TASK TO CARRY OUT:
Convert the records below into a JSON list of strings, one string per line, with blank lines omitted. Include every record but leave out the pictures.

RECORDS SHOWN:

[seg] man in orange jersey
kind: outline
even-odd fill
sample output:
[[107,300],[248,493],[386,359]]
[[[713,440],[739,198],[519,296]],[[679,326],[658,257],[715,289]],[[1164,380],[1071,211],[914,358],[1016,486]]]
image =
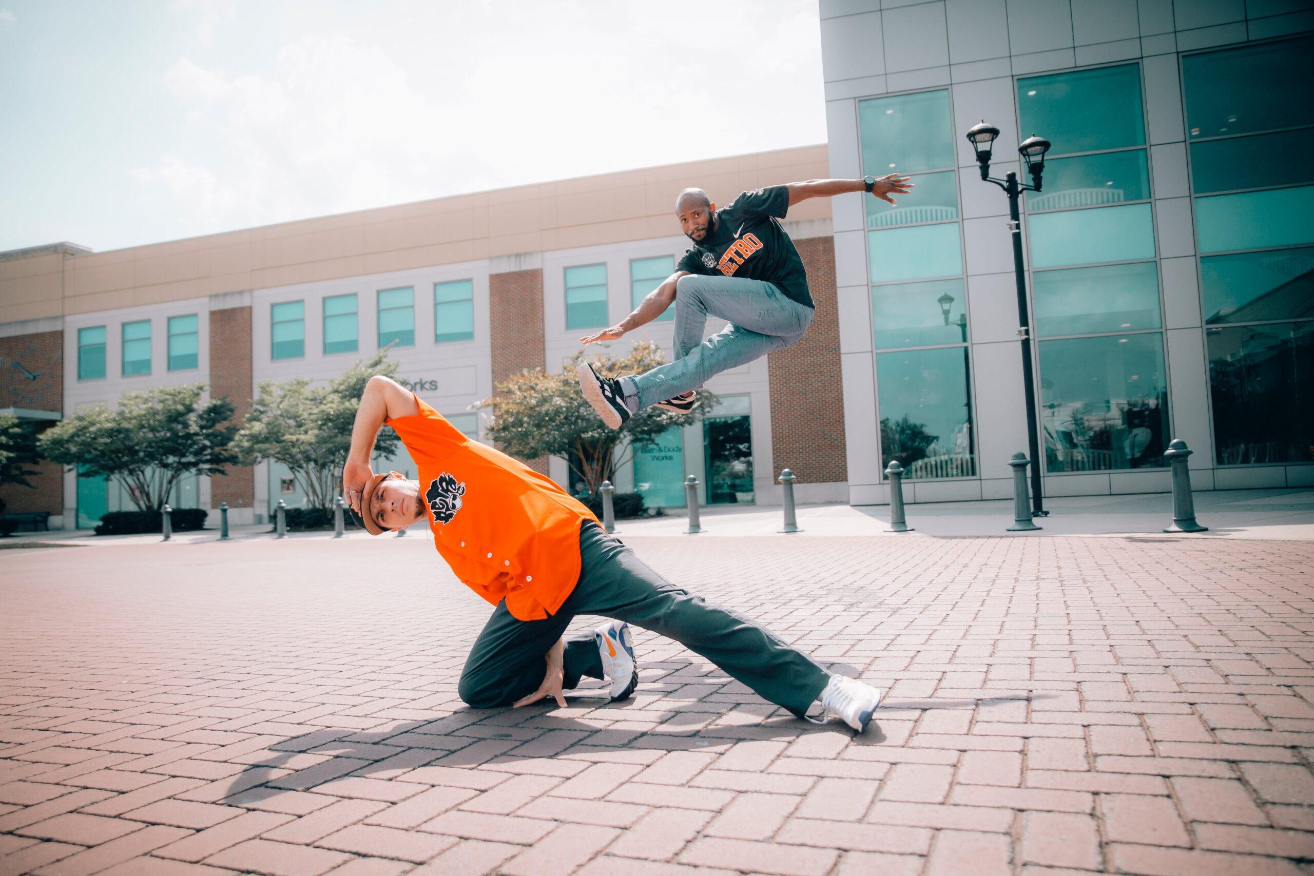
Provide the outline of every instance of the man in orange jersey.
[[[622,377],[602,377],[581,362],[576,377],[583,397],[614,429],[649,405],[690,412],[696,403],[694,390],[706,381],[796,343],[812,324],[815,305],[803,259],[781,225],[788,209],[845,192],[870,192],[895,204],[891,194],[911,189],[908,177],[895,173],[879,180],[808,180],[744,192],[720,210],[703,189],[685,189],[675,200],[675,215],[694,246],[675,273],[618,324],[579,339],[582,344],[616,340],[657,319],[674,302],[675,360]],[[708,317],[729,322],[703,340]]]
[[[371,470],[384,424],[410,450],[419,481]],[[800,717],[820,703],[824,716],[861,733],[880,700],[744,615],[666,582],[551,478],[470,441],[386,377],[372,377],[360,399],[343,493],[371,535],[427,519],[456,577],[495,605],[457,688],[474,708],[545,696],[565,707],[562,691],[583,676],[611,682],[612,700],[628,697],[639,683],[629,623],[681,642]],[[566,640],[576,615],[614,620]]]

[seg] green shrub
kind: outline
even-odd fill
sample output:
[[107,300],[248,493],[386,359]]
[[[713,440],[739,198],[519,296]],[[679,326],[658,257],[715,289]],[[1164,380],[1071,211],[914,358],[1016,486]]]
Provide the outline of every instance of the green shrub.
[[[170,514],[173,532],[188,532],[205,528],[208,511],[201,508],[177,508]],[[97,536],[131,536],[142,532],[164,532],[164,515],[159,511],[110,511],[100,519]]]

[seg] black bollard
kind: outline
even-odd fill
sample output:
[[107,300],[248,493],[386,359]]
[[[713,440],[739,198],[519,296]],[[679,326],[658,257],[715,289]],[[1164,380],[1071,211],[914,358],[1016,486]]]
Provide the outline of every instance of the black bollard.
[[799,520],[794,514],[794,483],[798,481],[794,471],[784,469],[781,471],[781,486],[784,487],[784,528],[779,532],[803,532],[799,529]]
[[1209,527],[1196,523],[1196,498],[1190,493],[1190,470],[1187,468],[1190,453],[1181,439],[1173,440],[1164,453],[1172,465],[1172,525],[1164,532],[1209,532]]
[[696,536],[704,529],[698,525],[698,478],[692,474],[685,478],[685,504],[689,506],[689,529],[685,529],[686,536]]
[[886,477],[890,478],[890,529],[887,532],[912,532],[904,517],[903,510],[903,466],[899,460],[892,460],[886,466]]
[[598,487],[598,493],[602,494],[602,528],[608,535],[616,531],[616,507],[611,500],[611,494],[615,491],[616,487],[611,486],[611,481],[603,481]]
[[1041,529],[1031,521],[1031,495],[1026,490],[1026,466],[1030,462],[1026,454],[1018,450],[1008,464],[1013,466],[1013,525],[1005,532]]

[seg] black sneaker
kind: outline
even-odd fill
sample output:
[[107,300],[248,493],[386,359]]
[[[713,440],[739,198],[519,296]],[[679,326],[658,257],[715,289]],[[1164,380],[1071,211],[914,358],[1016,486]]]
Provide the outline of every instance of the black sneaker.
[[660,407],[664,411],[674,411],[675,414],[689,414],[698,405],[698,395],[694,390],[689,390],[683,395],[677,395],[675,398],[668,398],[665,402],[657,402],[653,407]]
[[579,378],[579,389],[583,390],[583,397],[593,405],[593,410],[598,411],[603,423],[614,429],[619,429],[629,419],[629,408],[625,407],[624,393],[620,391],[620,381],[612,377],[599,377],[598,372],[593,370],[593,365],[589,362],[579,362],[576,377]]

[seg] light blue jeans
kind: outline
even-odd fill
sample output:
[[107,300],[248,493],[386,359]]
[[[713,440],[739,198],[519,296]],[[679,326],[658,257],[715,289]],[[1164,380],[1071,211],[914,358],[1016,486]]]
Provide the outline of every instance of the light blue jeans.
[[[627,397],[639,397],[640,410],[698,389],[724,370],[795,343],[812,324],[812,313],[763,280],[687,274],[675,284],[675,361],[622,377],[620,387]],[[729,322],[703,340],[708,317]]]

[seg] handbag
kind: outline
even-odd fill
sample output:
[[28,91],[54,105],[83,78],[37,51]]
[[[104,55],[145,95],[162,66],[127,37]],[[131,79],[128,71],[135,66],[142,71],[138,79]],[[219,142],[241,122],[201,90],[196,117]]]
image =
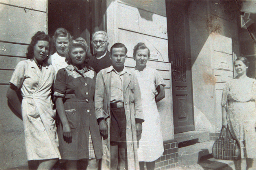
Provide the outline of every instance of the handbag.
[[236,140],[233,139],[228,127],[226,129],[226,136],[223,136],[222,127],[219,138],[213,147],[213,156],[218,159],[237,160],[241,159],[240,148]]

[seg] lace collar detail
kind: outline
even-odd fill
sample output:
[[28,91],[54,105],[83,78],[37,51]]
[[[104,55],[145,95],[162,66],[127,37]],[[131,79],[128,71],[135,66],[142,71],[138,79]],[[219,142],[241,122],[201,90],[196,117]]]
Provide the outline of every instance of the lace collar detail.
[[89,77],[92,79],[94,77],[94,71],[90,68],[90,67],[87,68],[85,66],[82,69],[79,70],[75,66],[70,64],[65,69],[69,76],[75,79],[83,76],[85,78]]

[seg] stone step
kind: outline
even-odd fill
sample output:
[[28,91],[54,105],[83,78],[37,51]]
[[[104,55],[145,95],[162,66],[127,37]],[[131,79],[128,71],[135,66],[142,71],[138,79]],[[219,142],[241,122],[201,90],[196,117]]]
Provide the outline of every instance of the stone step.
[[197,139],[198,142],[203,142],[210,139],[209,132],[194,130],[174,134],[174,139],[179,142]]
[[[206,157],[212,153],[214,142],[213,140],[209,140],[179,148],[179,165],[184,166],[199,164],[202,157]],[[183,142],[182,144],[186,143]]]
[[212,157],[214,143],[214,141],[209,140],[179,148],[178,166],[171,169],[235,170],[233,161],[217,159]]

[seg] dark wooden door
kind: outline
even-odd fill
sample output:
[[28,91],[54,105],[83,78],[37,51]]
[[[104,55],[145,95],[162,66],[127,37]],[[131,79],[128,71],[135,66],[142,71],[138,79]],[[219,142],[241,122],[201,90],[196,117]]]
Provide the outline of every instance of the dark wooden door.
[[174,133],[195,129],[187,8],[189,5],[188,3],[183,1],[167,2],[169,60],[171,63]]

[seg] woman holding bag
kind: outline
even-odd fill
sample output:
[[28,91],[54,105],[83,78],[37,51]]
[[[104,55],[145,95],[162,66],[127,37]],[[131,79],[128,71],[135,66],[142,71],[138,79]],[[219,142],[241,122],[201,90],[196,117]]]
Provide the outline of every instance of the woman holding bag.
[[[256,80],[246,75],[247,59],[239,57],[234,64],[237,76],[227,82],[223,89],[222,126],[228,128],[232,137],[237,140],[241,157],[246,159],[246,169],[255,169]],[[236,170],[241,169],[241,159],[234,161]]]

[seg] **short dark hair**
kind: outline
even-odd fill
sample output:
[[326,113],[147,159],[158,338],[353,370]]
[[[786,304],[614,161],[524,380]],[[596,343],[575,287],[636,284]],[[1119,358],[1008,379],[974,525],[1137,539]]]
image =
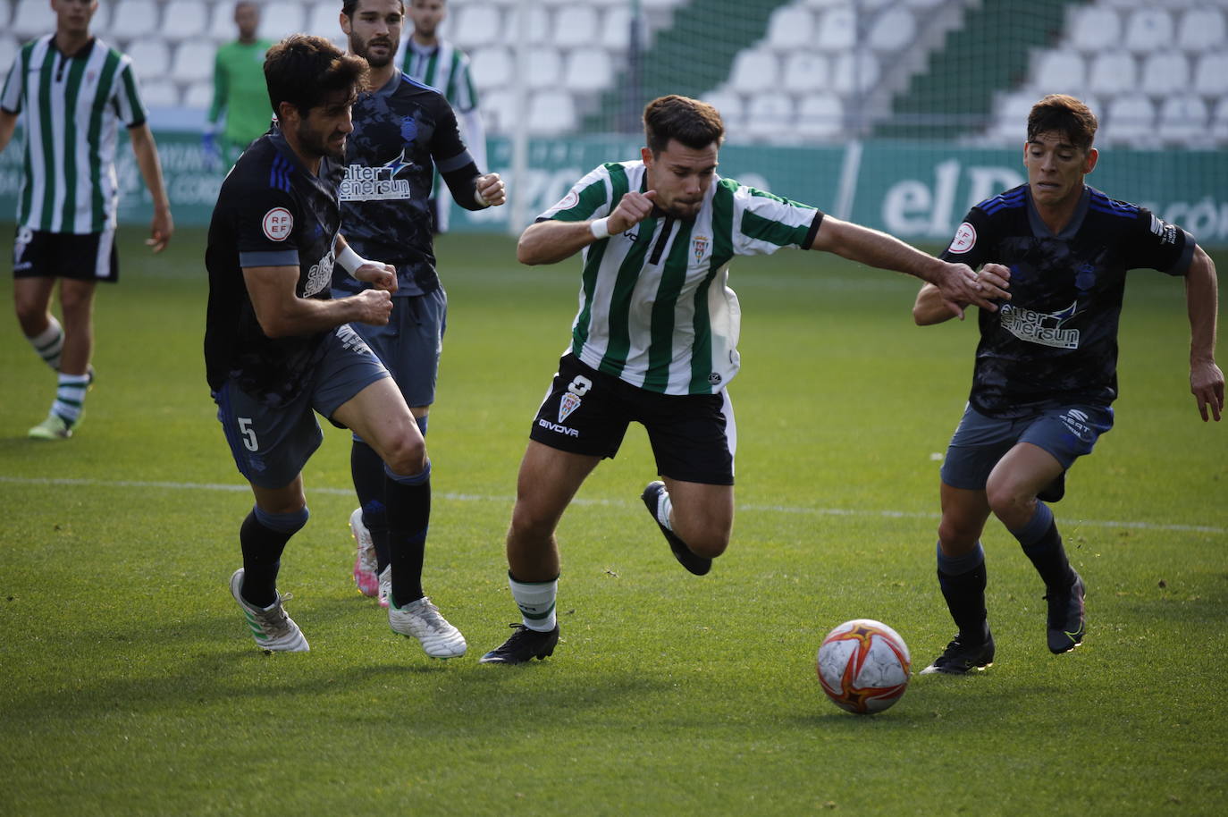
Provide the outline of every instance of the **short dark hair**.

REPLY TO THE TASK:
[
  "[seg] man in orange jersey",
  "kind: outline",
  "even-odd fill",
  "sample output:",
  "[[107,300],[248,493],[386,359]]",
  "[[[713,440],[739,198],[519,296]],[[679,326],[658,257],[715,289]],[[1164,380],[1071,211],[914,358],[1016,486]]]",
  "image =",
  "Provide the outline of every instance of the man in orange jersey.",
  "[[[622,377],[602,377],[581,362],[576,377],[583,397],[614,429],[649,405],[690,412],[696,403],[694,390],[706,381],[796,343],[812,324],[815,305],[803,259],[781,225],[788,209],[845,192],[870,192],[895,204],[891,194],[911,189],[908,177],[895,173],[879,180],[808,180],[744,192],[720,210],[703,189],[685,189],[675,200],[675,215],[694,246],[675,273],[618,324],[579,339],[582,344],[616,340],[657,319],[674,302],[675,360]],[[708,317],[729,322],[703,340]]]",
  "[[[371,470],[384,424],[410,450],[419,481]],[[800,717],[820,703],[824,716],[861,733],[880,700],[744,615],[666,582],[551,478],[470,441],[386,377],[372,377],[360,399],[343,493],[371,535],[427,519],[456,577],[495,605],[457,688],[474,708],[545,696],[565,707],[562,691],[583,676],[611,682],[612,700],[628,697],[639,683],[629,623],[681,642]],[[566,640],[576,615],[614,620]]]",
  "[seg] green shrub",
  "kind: outline",
  "even-odd fill",
  "sample output:",
  "[[107,300],[248,493],[386,359]]",
  "[[[713,440],[739,198],[519,296]],[[679,326],[658,257],[715,289]],[[1164,380],[1071,211],[914,358],[1016,486]]]",
  "Provide the outline of every instance of the green shrub.",
  "[[[170,514],[173,532],[188,532],[205,528],[208,511],[201,508],[177,508]],[[97,536],[131,536],[142,532],[164,532],[164,515],[159,511],[110,511],[100,519]]]",
  "[seg] black bollard",
  "kind: outline",
  "even-odd fill",
  "sample output:",
  "[[107,300],[248,493],[386,359]]",
  "[[[713,440],[739,198],[519,296]],[[679,326],[658,257],[715,289]],[[1164,380],[1071,211],[914,358],[1016,486]]]",
  "Provide the outline of every instance of the black bollard.",
  "[[799,520],[794,514],[794,483],[798,481],[794,471],[784,469],[781,471],[781,486],[784,487],[784,528],[779,532],[803,532],[799,529]]",
  "[[1209,527],[1196,523],[1196,498],[1190,493],[1190,470],[1187,468],[1190,453],[1181,439],[1173,440],[1164,453],[1172,465],[1172,525],[1164,532],[1209,532]]",
  "[[696,536],[704,529],[698,525],[698,478],[692,474],[685,478],[685,504],[689,506],[689,529],[685,529],[686,536]]",
  "[[886,477],[890,478],[890,529],[887,532],[912,532],[904,517],[903,510],[903,466],[899,460],[892,460],[886,466]]",
  "[[598,487],[598,493],[602,494],[602,528],[608,535],[616,531],[616,507],[611,500],[611,494],[615,491],[616,487],[611,486],[611,481],[603,481]]",
  "[[1041,529],[1031,521],[1031,495],[1026,490],[1026,466],[1030,462],[1026,454],[1018,450],[1008,464],[1013,466],[1013,525],[1005,532]]",
  "[seg] black sneaker",
  "kind: outline",
  "even-odd fill",
  "sample output:",
  "[[107,300],[248,493],[386,359]]",
  "[[[713,440],[739,198],[519,296]],[[679,326],[658,257],[715,289]],[[1164,380],[1071,211],[914,358],[1016,486]]]",
  "Provide the outline of every instance of the black sneaker.",
  "[[660,407],[664,411],[674,411],[675,414],[689,414],[698,405],[698,395],[694,390],[689,390],[683,395],[677,395],[675,398],[668,398],[665,402],[657,402],[653,407]]",
  "[[579,378],[579,389],[583,390],[583,397],[593,405],[593,410],[598,411],[603,423],[614,429],[619,429],[629,419],[629,408],[625,407],[624,393],[620,391],[620,381],[612,377],[599,377],[598,372],[593,370],[593,365],[589,362],[579,362],[576,377]]",
  "[seg] light blue jeans",
  "kind: outline",
  "even-odd fill",
  "sample output:",
  "[[107,300],[248,493],[386,359]]",
  "[[[713,440],[739,198],[519,296]],[[679,326],[658,257],[715,289]],[[1164,380],[1071,211],[914,358],[1016,486]]]",
  "Provide the outline of every instance of the light blue jeans.",
  "[[[627,397],[639,397],[640,410],[698,389],[724,370],[795,343],[812,324],[812,313],[763,280],[687,274],[675,284],[675,361],[622,377],[620,387]],[[729,322],[703,340],[708,317]]]",
  "[seg] handbag",
  "kind: outline",
  "even-odd fill",
  "sample output:",
  "[[28,91],[54,105],[83,78],[37,51]]",
  "[[[104,55],[145,95],[162,66],[127,37]],[[131,79],[128,71],[135,66],[142,71],[138,79]],[[219,142],[241,122],[201,90],[196,117]]]",
  "image =",
  "Provide the outline of every instance of the handbag.",
  "[[236,140],[233,139],[228,127],[226,129],[226,136],[223,136],[222,127],[219,138],[213,147],[213,156],[218,159],[237,160],[241,159],[240,148]]",
  "[seg] lace collar detail",
  "kind: outline",
  "even-odd fill",
  "sample output:",
  "[[28,91],[54,105],[83,78],[37,51]]",
  "[[[104,55],[145,95],[162,66],[127,37]],[[131,79],[128,71],[135,66],[142,71],[138,79]],[[219,142],[241,122],[201,90],[196,117]]]",
  "Provide the outline of every instance of the lace collar detail.",
  "[[89,77],[92,79],[94,77],[94,71],[90,68],[90,67],[87,68],[85,66],[82,69],[79,70],[75,66],[70,64],[65,69],[69,76],[75,79],[83,76],[85,78]]",
  "[seg] stone step",
  "kind: outline",
  "even-odd fill",
  "sample output:",
  "[[28,91],[54,105],[83,78],[37,51]]",
  "[[[104,55],[145,95],[162,66],[127,37]],[[131,79],[128,71],[135,66],[142,71],[138,79]],[[219,142],[241,122],[201,90],[196,117]]]",
  "Provide the outline of every instance of the stone step.",
  "[[197,139],[198,142],[203,142],[210,139],[209,132],[194,130],[174,134],[174,139],[179,142]]",
  "[[[206,157],[212,153],[214,142],[213,140],[209,140],[179,148],[179,165],[184,166],[199,164],[202,157]],[[183,142],[182,144],[186,143]]]",
  "[[212,157],[214,143],[214,141],[209,140],[179,148],[178,166],[171,169],[235,170],[233,161],[217,159]]",
  "[seg] dark wooden door",
  "kind: outline",
  "even-odd fill",
  "sample output:",
  "[[28,91],[54,105],[83,78],[37,51]]",
  "[[[104,55],[145,95],[162,66],[127,37]],[[131,79],[128,71],[135,66],[142,71],[138,79]],[[219,142],[241,122],[201,90],[196,117]]]",
  "Provide the outline of every instance of the dark wooden door.",
  "[[174,133],[195,129],[187,8],[189,5],[188,3],[183,1],[167,2],[169,60],[171,63]]",
  "[seg] woman holding bag",
  "kind: outline",
  "even-odd fill",
  "sample output:",
  "[[28,91],[54,105],[83,78],[37,51]]",
  "[[[104,55],[145,95],[162,66],[127,37]],[[131,79],[128,71],[135,66],[142,71],[138,79]],[[219,142],[241,122],[201,90],[196,117]]]",
  "Provide the outline of every instance of the woman holding bag.",
  "[[[256,80],[246,75],[247,59],[239,57],[234,64],[237,76],[227,82],[223,89],[222,126],[228,128],[232,137],[237,140],[241,157],[246,159],[246,169],[255,169]],[[236,170],[241,169],[241,159],[234,161]]]",
  "[seg] **short dark hair**",
  "kind: outline",
  "even-odd fill",
  "sample output:",
  "[[326,113],[147,159],[158,338],[353,370]]",
  "[[[786,304],[614,161],[524,380]],[[596,343],[575,287],[636,284]],[[1119,358],[1008,379],[974,525],[1137,539]]]",
  "image =",
  "Provide the outline of every instance of the **short dark hair**."
]